> _Requirements_: Please write out all the records below again, requests included, and shift every pixel coordinate in the answers by adding -93, leaving the numbers in the requests and their samples as they are. Omit the pictures.
---------------
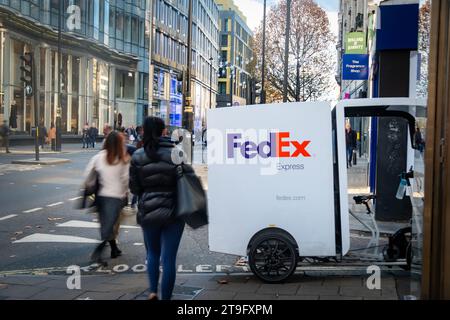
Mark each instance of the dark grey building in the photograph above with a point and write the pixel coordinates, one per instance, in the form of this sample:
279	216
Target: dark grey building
105	61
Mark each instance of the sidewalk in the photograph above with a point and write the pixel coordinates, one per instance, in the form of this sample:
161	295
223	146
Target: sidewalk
66	149
310	286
---------------
> _Task result_:
Mark each instance of the dark grey building in the photograph above with a point and write the pixel coordinates, one per instance, in the form of this sample:
279	216
Target: dark grey building
12	-32
Mark each instance of the sidewalk in the photograph above with a point and write the pixel coordinates, one per instance, in the form of this sample:
161	295
223	146
Target: sidewalk
-27	56
217	193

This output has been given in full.